START INPUT DATA

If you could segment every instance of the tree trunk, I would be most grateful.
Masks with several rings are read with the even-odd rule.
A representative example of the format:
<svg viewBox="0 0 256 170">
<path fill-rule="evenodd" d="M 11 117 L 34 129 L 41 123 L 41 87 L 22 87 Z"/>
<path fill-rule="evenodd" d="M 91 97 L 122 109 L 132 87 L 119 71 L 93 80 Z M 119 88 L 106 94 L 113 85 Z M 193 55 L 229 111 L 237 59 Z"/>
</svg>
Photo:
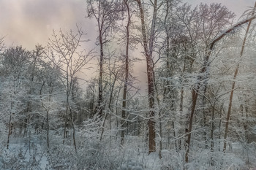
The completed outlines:
<svg viewBox="0 0 256 170">
<path fill-rule="evenodd" d="M 255 4 L 255 9 L 256 8 L 256 2 Z M 252 15 L 254 15 L 254 11 L 252 12 Z M 244 38 L 244 41 L 243 41 L 243 44 L 242 44 L 242 47 L 240 52 L 240 57 L 241 58 L 243 56 L 244 54 L 244 46 L 245 46 L 245 42 L 246 41 L 246 38 L 247 38 L 247 34 L 248 34 L 248 31 L 249 29 L 249 27 L 251 26 L 251 23 L 252 23 L 252 20 L 249 21 L 248 26 L 247 26 L 247 29 Z M 231 109 L 232 109 L 232 101 L 233 101 L 233 93 L 234 93 L 234 90 L 235 90 L 235 86 L 236 86 L 236 76 L 238 73 L 238 70 L 239 70 L 239 63 L 238 63 L 236 65 L 236 68 L 235 70 L 235 73 L 234 73 L 234 77 L 233 77 L 233 81 L 232 82 L 232 88 L 231 88 L 231 93 L 230 93 L 230 102 L 228 104 L 228 110 L 227 110 L 227 119 L 226 119 L 226 123 L 225 123 L 225 132 L 224 132 L 224 146 L 223 146 L 223 152 L 226 152 L 226 147 L 227 147 L 227 131 L 228 131 L 228 125 L 229 125 L 229 121 L 230 121 L 230 114 L 231 114 Z"/>
<path fill-rule="evenodd" d="M 154 120 L 154 69 L 153 69 L 153 45 L 155 36 L 155 26 L 157 20 L 157 0 L 154 0 L 153 18 L 151 23 L 151 32 L 149 35 L 148 48 L 148 39 L 146 31 L 146 23 L 144 18 L 144 11 L 140 0 L 136 0 L 138 4 L 140 14 L 141 31 L 143 36 L 143 45 L 144 49 L 144 55 L 146 56 L 147 66 L 147 78 L 148 78 L 148 107 L 149 107 L 149 120 L 148 125 L 148 154 L 156 151 L 156 132 L 155 132 L 155 120 Z"/>
<path fill-rule="evenodd" d="M 243 22 L 240 22 L 238 23 L 237 24 L 234 25 L 233 26 L 232 26 L 230 28 L 226 30 L 225 32 L 223 32 L 221 35 L 219 35 L 219 36 L 217 36 L 216 39 L 214 39 L 211 43 L 210 44 L 210 45 L 208 46 L 208 50 L 207 51 L 206 55 L 204 58 L 204 61 L 203 61 L 203 68 L 200 70 L 200 74 L 205 74 L 205 77 L 203 77 L 202 76 L 198 77 L 197 78 L 197 81 L 198 82 L 197 83 L 197 85 L 194 87 L 193 90 L 192 90 L 192 106 L 191 106 L 191 109 L 190 109 L 190 113 L 188 115 L 188 121 L 187 121 L 187 126 L 188 128 L 186 128 L 186 134 L 187 136 L 187 140 L 186 141 L 186 144 L 187 144 L 187 152 L 185 154 L 185 161 L 187 163 L 188 163 L 189 161 L 189 147 L 190 147 L 190 140 L 191 140 L 191 133 L 192 133 L 192 120 L 193 120 L 193 117 L 194 117 L 194 113 L 195 113 L 195 106 L 196 106 L 196 103 L 197 103 L 197 96 L 198 94 L 197 93 L 200 90 L 200 88 L 201 88 L 200 86 L 203 85 L 200 84 L 200 81 L 203 80 L 206 80 L 207 79 L 207 71 L 209 67 L 209 57 L 211 54 L 211 51 L 213 50 L 214 46 L 215 45 L 216 42 L 219 42 L 220 39 L 222 39 L 225 35 L 227 35 L 228 33 L 231 32 L 232 31 L 233 31 L 236 28 L 242 26 L 244 23 L 246 23 L 248 22 L 251 22 L 252 20 L 255 19 L 255 17 L 252 17 L 250 18 L 248 18 L 247 20 L 244 20 Z M 203 89 L 206 87 L 203 87 Z M 231 92 L 232 93 L 232 92 Z M 229 120 L 229 116 L 227 115 L 228 120 Z M 227 123 L 226 123 L 226 126 L 227 125 L 228 127 L 228 121 L 227 121 Z M 225 130 L 226 131 L 226 130 Z M 224 149 L 223 149 L 224 150 Z"/>
<path fill-rule="evenodd" d="M 127 85 L 128 85 L 128 75 L 129 75 L 129 23 L 131 21 L 130 13 L 129 13 L 129 7 L 128 4 L 128 1 L 124 1 L 125 5 L 127 9 L 127 15 L 128 15 L 128 21 L 127 25 L 126 26 L 127 29 L 127 45 L 126 45 L 126 53 L 125 53 L 125 78 L 124 78 L 124 91 L 123 91 L 123 104 L 122 104 L 122 113 L 121 117 L 122 120 L 121 121 L 121 144 L 124 145 L 124 132 L 125 132 L 125 124 L 124 121 L 126 117 L 126 107 L 127 107 Z"/>
</svg>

END INPUT DATA

- _WHAT YOU WILL DO_
Copy every item above line for line, leaving out the pictures.

- _ANSWER FOR THIS EXERCISE_
If you could segment every instance of the tree trunk, I would be most grateful.
Masks with several rings are read with the even-odd rule.
A representative example of the format:
<svg viewBox="0 0 256 170">
<path fill-rule="evenodd" d="M 11 117 L 34 129 L 41 123 L 41 87 L 22 87 Z"/>
<path fill-rule="evenodd" d="M 91 97 L 122 109 L 132 87 L 119 71 L 93 80 Z M 119 88 L 106 94 L 113 85 Z M 193 55 L 229 111 L 237 59 Z"/>
</svg>
Photo:
The completed outlines:
<svg viewBox="0 0 256 170">
<path fill-rule="evenodd" d="M 255 4 L 255 9 L 256 8 L 256 2 Z M 252 15 L 254 15 L 254 11 L 252 12 Z M 244 38 L 244 41 L 243 41 L 243 44 L 242 44 L 242 47 L 240 52 L 240 57 L 241 58 L 243 56 L 244 54 L 244 46 L 245 46 L 245 42 L 246 41 L 246 38 L 247 38 L 247 34 L 248 34 L 248 31 L 249 29 L 249 27 L 251 26 L 251 23 L 252 23 L 252 20 L 249 21 L 248 26 L 247 26 L 247 29 Z M 231 109 L 232 109 L 232 101 L 233 101 L 233 93 L 234 93 L 234 90 L 235 90 L 235 86 L 236 86 L 236 76 L 238 73 L 238 70 L 239 70 L 239 63 L 238 63 L 236 65 L 236 68 L 235 70 L 235 73 L 234 73 L 234 77 L 233 77 L 233 81 L 232 82 L 232 88 L 231 88 L 231 93 L 230 93 L 230 102 L 228 104 L 228 110 L 227 110 L 227 119 L 226 119 L 226 123 L 225 123 L 225 132 L 224 132 L 224 146 L 223 146 L 223 152 L 226 152 L 226 147 L 227 147 L 227 131 L 228 131 L 228 125 L 229 125 L 229 121 L 230 121 L 230 114 L 231 114 Z"/>
<path fill-rule="evenodd" d="M 154 120 L 154 69 L 153 69 L 153 45 L 155 36 L 155 26 L 157 20 L 157 0 L 154 0 L 153 18 L 151 23 L 151 32 L 149 35 L 148 48 L 148 39 L 146 31 L 146 23 L 144 18 L 144 11 L 140 0 L 136 0 L 138 4 L 140 14 L 141 31 L 143 36 L 143 45 L 144 49 L 144 55 L 146 56 L 147 66 L 147 78 L 148 78 L 148 107 L 149 107 L 149 120 L 148 125 L 148 154 L 156 151 L 156 132 L 155 132 L 155 120 Z"/>
<path fill-rule="evenodd" d="M 243 22 L 240 22 L 238 23 L 237 24 L 234 25 L 233 26 L 232 26 L 230 28 L 226 30 L 225 32 L 223 32 L 221 35 L 219 35 L 219 36 L 217 36 L 216 39 L 214 39 L 211 43 L 210 44 L 210 45 L 208 46 L 208 50 L 207 51 L 206 55 L 204 58 L 204 61 L 203 61 L 203 68 L 200 70 L 200 74 L 205 74 L 205 77 L 203 77 L 202 76 L 198 77 L 197 78 L 197 81 L 198 82 L 197 83 L 197 85 L 194 87 L 193 90 L 192 90 L 192 106 L 191 106 L 191 109 L 190 109 L 190 113 L 188 115 L 188 121 L 187 121 L 187 126 L 188 128 L 186 128 L 186 134 L 187 136 L 187 140 L 186 141 L 186 144 L 187 144 L 187 152 L 185 154 L 185 161 L 187 163 L 188 163 L 189 161 L 189 147 L 190 147 L 190 140 L 191 140 L 191 133 L 192 133 L 192 120 L 193 120 L 193 117 L 194 117 L 194 113 L 195 113 L 195 106 L 196 106 L 196 103 L 197 103 L 197 96 L 198 94 L 197 93 L 200 90 L 200 88 L 201 88 L 200 86 L 203 85 L 200 84 L 200 81 L 203 80 L 206 80 L 207 79 L 207 71 L 209 67 L 209 57 L 211 54 L 211 51 L 213 50 L 214 46 L 215 45 L 216 42 L 219 42 L 220 39 L 222 39 L 225 35 L 227 35 L 228 33 L 231 32 L 232 31 L 233 31 L 236 28 L 242 26 L 244 23 L 246 23 L 248 22 L 251 22 L 252 20 L 255 19 L 255 17 L 252 17 L 250 18 L 248 18 L 247 20 L 244 20 Z M 203 89 L 206 87 L 203 87 Z M 231 92 L 232 93 L 232 92 Z M 229 120 L 229 116 L 227 115 L 228 120 Z M 227 123 L 226 123 L 226 126 L 227 125 L 228 127 L 228 121 L 227 121 Z M 225 130 L 226 131 L 226 130 Z M 224 149 L 223 149 L 224 150 Z"/>
<path fill-rule="evenodd" d="M 127 85 L 128 85 L 128 75 L 129 75 L 129 23 L 131 21 L 130 13 L 129 13 L 129 7 L 128 4 L 128 1 L 124 1 L 125 5 L 127 9 L 127 15 L 128 15 L 128 21 L 127 25 L 126 26 L 127 29 L 127 45 L 126 45 L 126 53 L 125 53 L 125 78 L 124 78 L 124 91 L 123 91 L 123 104 L 122 104 L 122 113 L 121 117 L 122 120 L 121 121 L 121 144 L 124 145 L 124 132 L 125 132 L 125 124 L 124 121 L 126 117 L 126 107 L 127 107 Z"/>
</svg>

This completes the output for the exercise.